Quoted text
=====
Problem

You are given a n x n 2D array grid containing distinct elements in the range [0, n² - 1].

Implement the NeighborSum class:

  • NeighborSum(int [][]grid) initializes the object.
  • int adjacentSum(int value) returns the sum of elements which are adjacent neighbors of value, that is either to the top, left, right, or bottom of value in grid.
  • int diagonalSum(int value) returns the sum of elements which are diagonal neighbors of value, that is either to the top-left, top-right, bottom-left, or bottom-right of value in grid.

problem

https://leetcode.cn/problems/design-neighbor-sum-service/

Example 1:

Input:
["NeighborSum", "adjacentSum", "adjacentSum", "diagonalSum", "diagonalSum"]
[[[[0, 1, 2], [3, 4, 5], [6, 7, 8]]], [1], [4], [4], [8]]
Output: [null, 6, 16, 16, 4]
Explanation:

case1

  • The adjacent neighbors of 1 are 0, 2, and 4.
=====
Data listing
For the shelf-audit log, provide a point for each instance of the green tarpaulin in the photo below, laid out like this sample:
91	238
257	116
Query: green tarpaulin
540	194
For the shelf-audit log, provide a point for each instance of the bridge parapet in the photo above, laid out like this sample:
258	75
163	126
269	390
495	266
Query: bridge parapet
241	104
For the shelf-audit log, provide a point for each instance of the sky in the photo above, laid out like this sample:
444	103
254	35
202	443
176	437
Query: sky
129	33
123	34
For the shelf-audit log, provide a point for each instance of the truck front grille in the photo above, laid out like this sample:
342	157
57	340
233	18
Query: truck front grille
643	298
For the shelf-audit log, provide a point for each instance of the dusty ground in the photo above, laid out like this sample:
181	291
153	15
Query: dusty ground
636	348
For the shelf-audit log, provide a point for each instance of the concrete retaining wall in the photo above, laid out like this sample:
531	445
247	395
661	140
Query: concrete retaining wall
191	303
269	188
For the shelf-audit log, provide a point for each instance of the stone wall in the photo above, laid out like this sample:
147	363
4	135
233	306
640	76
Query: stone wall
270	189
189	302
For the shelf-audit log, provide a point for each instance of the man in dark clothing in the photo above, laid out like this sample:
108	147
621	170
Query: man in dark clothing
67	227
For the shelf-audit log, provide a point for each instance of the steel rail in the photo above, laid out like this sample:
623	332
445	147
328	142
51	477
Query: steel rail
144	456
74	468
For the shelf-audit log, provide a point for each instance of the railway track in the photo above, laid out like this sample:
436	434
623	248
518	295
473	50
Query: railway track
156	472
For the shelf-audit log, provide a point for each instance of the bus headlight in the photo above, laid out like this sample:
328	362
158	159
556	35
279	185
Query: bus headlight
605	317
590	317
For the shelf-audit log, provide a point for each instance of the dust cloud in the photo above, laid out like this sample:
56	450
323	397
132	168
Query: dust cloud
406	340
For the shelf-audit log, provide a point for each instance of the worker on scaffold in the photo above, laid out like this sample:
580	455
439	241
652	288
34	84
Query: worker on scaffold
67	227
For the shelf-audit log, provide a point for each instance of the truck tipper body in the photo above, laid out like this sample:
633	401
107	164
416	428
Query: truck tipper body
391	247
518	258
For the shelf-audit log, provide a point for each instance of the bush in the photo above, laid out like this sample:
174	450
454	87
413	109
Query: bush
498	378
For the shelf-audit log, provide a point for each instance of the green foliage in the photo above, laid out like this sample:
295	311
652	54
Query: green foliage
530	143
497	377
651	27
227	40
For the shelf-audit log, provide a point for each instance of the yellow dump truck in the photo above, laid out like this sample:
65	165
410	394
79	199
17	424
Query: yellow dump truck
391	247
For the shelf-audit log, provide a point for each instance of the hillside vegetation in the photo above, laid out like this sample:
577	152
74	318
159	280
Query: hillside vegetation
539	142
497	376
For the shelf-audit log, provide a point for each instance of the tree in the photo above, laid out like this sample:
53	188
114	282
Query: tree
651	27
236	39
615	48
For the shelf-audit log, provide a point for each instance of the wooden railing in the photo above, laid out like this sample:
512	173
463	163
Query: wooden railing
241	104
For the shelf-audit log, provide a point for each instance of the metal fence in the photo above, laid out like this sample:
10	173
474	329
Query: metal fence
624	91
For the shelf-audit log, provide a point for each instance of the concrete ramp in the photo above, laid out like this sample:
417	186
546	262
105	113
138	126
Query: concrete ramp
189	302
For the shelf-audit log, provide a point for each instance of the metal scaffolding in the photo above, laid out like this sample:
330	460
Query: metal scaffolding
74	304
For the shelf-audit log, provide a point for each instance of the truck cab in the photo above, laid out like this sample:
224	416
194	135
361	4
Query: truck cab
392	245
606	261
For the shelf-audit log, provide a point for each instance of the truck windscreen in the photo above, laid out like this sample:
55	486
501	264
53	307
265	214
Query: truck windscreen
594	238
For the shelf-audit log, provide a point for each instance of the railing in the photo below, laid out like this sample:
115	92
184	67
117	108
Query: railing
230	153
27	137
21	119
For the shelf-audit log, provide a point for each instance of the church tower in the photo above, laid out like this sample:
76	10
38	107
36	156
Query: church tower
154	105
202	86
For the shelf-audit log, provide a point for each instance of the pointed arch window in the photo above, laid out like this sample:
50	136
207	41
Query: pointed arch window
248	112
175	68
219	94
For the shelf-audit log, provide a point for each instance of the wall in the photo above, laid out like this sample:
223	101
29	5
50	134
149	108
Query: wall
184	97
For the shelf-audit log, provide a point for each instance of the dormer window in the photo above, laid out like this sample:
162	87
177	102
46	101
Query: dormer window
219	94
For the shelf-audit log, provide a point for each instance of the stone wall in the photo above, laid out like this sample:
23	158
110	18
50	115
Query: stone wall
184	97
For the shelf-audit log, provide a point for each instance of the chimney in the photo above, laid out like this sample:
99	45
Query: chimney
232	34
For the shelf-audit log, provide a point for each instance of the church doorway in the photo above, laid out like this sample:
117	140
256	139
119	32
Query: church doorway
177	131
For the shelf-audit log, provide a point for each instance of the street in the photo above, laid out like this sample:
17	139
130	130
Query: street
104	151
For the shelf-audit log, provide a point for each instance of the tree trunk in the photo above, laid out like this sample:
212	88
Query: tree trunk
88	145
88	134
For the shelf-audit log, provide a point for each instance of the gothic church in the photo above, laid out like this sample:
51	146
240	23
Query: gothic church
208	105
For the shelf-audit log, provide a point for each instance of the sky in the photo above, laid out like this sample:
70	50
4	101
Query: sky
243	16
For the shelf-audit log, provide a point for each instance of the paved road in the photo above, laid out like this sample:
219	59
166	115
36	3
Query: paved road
=====
What you will do
A. List the four positions that the neighbor-sum problem statement counts as diagonal neighbors of a value.
B. According to the neighbor-sum problem statement, what range do the distinct numbers in the grid fall within?
C. Pick up the neighbor-sum problem statement after its final line and continue writing it.

Answers to the exercise
A. top-left, top-right, bottom-left, bottom-right

B. [0, n² - 1]

C.
  • The adjacent neighbors of 4 are 1, 3, 5, and 7.
  • The diagonal neighbors of 4 are 0, 2, 6, and 8.
  • The diagonal neighbor of 8 is 4.

Example 2:

Input:
["NeighborSum", "adjacentSum", "diagonalSum"]
[[[[1, 2, 0, 3], [4, 7, 15, 6], [8, 9, 10, 11], [12, 13, 14, 5]]], [15], [9]]
Output: [null, 23, 45]
Explanation:

case2

  • The adjacent neighbors of 15 are 0, 10, 7, and 6.
  • The diagonal neighbors of 9 are 4, 12, 14, and 15.

Constraints:

  • 3 <= n == grid.length == grid[0].length <= 10
  • 0 <= grid[i][j] <= n² - 1
  • All grid[i][j] are distinct.
  • value in adjacentSum and diagonalSum will be in the range [0, n² - 1].
  • At most 2 * n² calls will be made to adjacentSum and diagonalSum.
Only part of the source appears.